**Referring expression pointing data**
- - - - - - -

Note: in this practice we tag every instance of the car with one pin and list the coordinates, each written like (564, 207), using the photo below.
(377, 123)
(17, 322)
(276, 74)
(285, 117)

- - - - - - -

**ACTIVITY**
Above are some records; repeat all of them exactly.

**EXPECTED ANSWER**
Note: in this practice we tag every instance of the car with one pin and list the coordinates, each written like (564, 207), using the photo below.
(377, 123)
(17, 322)
(276, 74)
(285, 117)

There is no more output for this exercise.